**Aim of the task:** Start your answer with the line containing "x=349 y=211" and end it with the last line of the records below, retyping every line between exactly and adding nothing.

======== Available data

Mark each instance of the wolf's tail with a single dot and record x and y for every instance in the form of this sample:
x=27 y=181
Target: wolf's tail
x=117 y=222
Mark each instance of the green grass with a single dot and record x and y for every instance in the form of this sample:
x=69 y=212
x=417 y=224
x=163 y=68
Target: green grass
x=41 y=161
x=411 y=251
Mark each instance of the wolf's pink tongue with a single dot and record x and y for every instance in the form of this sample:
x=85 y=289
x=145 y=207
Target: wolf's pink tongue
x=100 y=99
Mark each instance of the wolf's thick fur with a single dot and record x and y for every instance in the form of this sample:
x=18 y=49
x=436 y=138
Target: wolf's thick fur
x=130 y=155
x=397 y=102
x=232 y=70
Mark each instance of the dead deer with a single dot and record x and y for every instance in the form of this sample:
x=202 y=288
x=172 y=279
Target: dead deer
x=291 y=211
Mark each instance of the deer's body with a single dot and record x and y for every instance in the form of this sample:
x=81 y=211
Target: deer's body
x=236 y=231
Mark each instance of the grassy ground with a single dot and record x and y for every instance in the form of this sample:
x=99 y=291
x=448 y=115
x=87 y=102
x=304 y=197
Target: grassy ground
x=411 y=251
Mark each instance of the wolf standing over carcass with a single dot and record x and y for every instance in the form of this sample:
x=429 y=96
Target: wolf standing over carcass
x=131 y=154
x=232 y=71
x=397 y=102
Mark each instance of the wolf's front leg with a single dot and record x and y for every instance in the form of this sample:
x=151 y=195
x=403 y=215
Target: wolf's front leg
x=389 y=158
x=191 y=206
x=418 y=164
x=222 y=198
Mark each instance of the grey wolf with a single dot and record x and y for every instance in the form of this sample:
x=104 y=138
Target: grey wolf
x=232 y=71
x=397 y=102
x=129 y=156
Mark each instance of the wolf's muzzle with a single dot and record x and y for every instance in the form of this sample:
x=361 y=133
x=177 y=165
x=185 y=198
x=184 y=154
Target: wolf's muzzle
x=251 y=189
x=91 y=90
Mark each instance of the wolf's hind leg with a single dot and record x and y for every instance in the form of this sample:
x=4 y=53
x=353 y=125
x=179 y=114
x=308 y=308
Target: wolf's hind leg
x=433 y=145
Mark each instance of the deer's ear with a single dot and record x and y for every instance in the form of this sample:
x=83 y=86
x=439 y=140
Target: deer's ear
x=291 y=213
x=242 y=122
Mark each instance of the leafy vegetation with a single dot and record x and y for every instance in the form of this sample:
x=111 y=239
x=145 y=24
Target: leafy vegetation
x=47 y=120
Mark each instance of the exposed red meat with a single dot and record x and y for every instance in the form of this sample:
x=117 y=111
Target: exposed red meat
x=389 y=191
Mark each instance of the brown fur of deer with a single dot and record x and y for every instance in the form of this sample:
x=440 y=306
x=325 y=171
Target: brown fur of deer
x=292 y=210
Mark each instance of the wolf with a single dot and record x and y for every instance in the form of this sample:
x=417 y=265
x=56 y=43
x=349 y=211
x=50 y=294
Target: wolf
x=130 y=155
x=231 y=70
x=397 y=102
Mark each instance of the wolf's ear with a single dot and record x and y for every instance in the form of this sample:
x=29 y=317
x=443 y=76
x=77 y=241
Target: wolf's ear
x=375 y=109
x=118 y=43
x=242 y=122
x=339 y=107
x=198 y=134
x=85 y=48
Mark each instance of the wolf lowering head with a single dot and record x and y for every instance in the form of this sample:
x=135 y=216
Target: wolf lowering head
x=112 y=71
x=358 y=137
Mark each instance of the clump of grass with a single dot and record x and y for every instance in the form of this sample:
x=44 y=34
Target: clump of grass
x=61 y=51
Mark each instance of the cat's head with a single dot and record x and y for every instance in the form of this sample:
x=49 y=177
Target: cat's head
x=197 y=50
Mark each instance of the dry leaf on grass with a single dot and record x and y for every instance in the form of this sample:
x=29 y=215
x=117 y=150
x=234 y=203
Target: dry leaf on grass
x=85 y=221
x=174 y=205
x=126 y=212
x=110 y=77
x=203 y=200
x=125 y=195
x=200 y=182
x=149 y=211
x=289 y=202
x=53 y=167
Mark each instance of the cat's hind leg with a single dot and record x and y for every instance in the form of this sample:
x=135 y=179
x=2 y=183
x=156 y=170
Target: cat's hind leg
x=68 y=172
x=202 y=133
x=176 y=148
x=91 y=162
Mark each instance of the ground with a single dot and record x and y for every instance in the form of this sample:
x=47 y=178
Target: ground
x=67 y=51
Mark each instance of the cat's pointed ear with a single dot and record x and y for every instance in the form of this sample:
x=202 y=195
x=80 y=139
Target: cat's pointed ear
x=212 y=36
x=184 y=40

================

**Solution for this exercise:**
x=349 y=211
x=50 y=294
Target: wolf
x=130 y=155
x=231 y=70
x=397 y=102
Mark each instance of the wolf's ear with a single dot and record x and y for every instance in the form of this sample:
x=29 y=317
x=443 y=76
x=77 y=241
Target: wolf's ear
x=375 y=109
x=118 y=43
x=242 y=122
x=339 y=107
x=198 y=134
x=85 y=48
Mark each instance of the wolf lowering head with a single dot and record x and y for every instance in the form of this sample:
x=135 y=216
Target: wolf lowering head
x=112 y=71
x=358 y=137
Mark each instance of the clump of grass with a single dot and record x and y for every instance in the form of this sample:
x=44 y=34
Target: clump of grass
x=61 y=51
Mark each instance of the cat's head with a single dot and record x and y for every instance in the form of this sample:
x=49 y=177
Target: cat's head
x=197 y=50
Mark each instance of the dry leaf on grass with a single dot and record x and y for every instance in the form of this sample:
x=29 y=215
x=117 y=150
x=234 y=203
Target: dry leaf on grass
x=85 y=221
x=174 y=205
x=126 y=212
x=110 y=77
x=203 y=200
x=125 y=195
x=200 y=182
x=149 y=211
x=289 y=202
x=53 y=167
Mark each instance of the cat's hind leg with a single dot and record x and y for every instance in the form of this sample:
x=135 y=179
x=2 y=183
x=156 y=170
Target: cat's hind leg
x=68 y=172
x=202 y=133
x=176 y=148
x=91 y=162
Mark each instance of the ground with a single dot and record x and y for every instance in the form of this sample:
x=47 y=178
Target: ground
x=67 y=51
Mark each instance of the cat's pointed ear with a single dot and record x and y for every instance in the form of this sample:
x=202 y=195
x=80 y=139
Target: cat's pointed ear
x=212 y=36
x=184 y=40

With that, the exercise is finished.